**Stored data entries**
Start of Block

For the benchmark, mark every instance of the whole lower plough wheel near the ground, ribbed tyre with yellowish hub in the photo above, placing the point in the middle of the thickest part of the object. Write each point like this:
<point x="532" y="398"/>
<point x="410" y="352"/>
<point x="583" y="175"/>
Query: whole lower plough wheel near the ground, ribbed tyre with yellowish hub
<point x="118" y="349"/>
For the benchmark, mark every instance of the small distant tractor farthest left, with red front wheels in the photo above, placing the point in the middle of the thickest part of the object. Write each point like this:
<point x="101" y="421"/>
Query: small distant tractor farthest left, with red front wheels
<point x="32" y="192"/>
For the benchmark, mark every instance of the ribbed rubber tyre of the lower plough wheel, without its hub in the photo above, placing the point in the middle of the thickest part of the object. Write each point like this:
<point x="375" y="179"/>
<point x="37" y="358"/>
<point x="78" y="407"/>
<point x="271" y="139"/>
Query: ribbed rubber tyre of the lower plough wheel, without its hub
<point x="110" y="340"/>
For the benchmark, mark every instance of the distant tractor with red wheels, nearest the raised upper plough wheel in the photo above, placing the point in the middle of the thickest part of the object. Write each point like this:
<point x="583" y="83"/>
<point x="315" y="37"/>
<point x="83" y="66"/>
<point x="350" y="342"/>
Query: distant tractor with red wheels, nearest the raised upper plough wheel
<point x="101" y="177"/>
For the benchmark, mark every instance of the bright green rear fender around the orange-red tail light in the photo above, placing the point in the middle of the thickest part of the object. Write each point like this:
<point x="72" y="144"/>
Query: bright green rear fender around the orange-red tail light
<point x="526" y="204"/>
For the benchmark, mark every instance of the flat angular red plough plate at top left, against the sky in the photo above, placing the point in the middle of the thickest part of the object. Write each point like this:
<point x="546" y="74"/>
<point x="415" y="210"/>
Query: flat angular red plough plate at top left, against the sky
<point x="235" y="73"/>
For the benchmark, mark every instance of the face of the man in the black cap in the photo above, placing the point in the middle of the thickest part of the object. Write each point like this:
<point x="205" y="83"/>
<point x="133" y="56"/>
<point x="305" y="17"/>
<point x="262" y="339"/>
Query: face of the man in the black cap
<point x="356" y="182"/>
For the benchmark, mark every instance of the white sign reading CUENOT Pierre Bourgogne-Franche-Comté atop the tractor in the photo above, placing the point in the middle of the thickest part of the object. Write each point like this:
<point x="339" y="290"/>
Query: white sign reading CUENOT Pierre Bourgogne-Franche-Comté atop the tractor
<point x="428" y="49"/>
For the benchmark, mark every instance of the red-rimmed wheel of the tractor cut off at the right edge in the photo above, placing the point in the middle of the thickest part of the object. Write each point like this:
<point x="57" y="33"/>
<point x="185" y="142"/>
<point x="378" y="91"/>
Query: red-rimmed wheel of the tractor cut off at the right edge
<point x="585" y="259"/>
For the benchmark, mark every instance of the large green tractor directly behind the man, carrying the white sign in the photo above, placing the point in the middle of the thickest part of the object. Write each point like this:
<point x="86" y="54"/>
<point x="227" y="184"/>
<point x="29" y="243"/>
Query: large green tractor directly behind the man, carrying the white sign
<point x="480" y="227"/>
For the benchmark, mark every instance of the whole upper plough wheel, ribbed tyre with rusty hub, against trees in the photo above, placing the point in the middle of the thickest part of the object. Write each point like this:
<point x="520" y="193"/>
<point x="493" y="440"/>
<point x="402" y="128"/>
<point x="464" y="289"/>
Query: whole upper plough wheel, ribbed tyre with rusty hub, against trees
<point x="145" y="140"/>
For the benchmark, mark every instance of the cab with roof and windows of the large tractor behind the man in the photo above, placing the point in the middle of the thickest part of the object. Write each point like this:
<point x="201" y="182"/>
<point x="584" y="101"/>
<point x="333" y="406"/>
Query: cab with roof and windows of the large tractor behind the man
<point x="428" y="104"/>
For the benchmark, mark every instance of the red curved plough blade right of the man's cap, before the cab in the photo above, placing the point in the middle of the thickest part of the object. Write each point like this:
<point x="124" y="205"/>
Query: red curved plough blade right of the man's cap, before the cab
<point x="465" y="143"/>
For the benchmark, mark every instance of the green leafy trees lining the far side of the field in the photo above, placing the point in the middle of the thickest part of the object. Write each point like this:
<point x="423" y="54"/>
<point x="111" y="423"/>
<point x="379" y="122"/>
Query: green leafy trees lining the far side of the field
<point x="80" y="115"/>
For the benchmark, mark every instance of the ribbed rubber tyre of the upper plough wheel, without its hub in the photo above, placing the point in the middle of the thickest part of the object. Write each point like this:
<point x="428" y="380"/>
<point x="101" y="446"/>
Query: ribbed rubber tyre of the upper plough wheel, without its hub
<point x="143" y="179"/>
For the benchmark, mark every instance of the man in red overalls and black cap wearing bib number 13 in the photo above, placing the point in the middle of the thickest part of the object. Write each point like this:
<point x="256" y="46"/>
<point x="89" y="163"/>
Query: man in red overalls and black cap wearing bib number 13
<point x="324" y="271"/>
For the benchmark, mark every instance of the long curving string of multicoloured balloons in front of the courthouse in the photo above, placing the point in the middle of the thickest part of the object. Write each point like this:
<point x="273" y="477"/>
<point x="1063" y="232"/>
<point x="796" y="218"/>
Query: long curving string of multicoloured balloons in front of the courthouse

End of Block

**What to produce**
Filter the records down to the lines containing the word "long", and copy those.

**Answer to the exercise**
For the benchmark, mark every instance of the long curving string of multicoloured balloons in front of the courthouse in the photo above, placing the point in the middle of the thickest part of the object. Write each point like this:
Query: long curving string of multicoloured balloons in front of the courthouse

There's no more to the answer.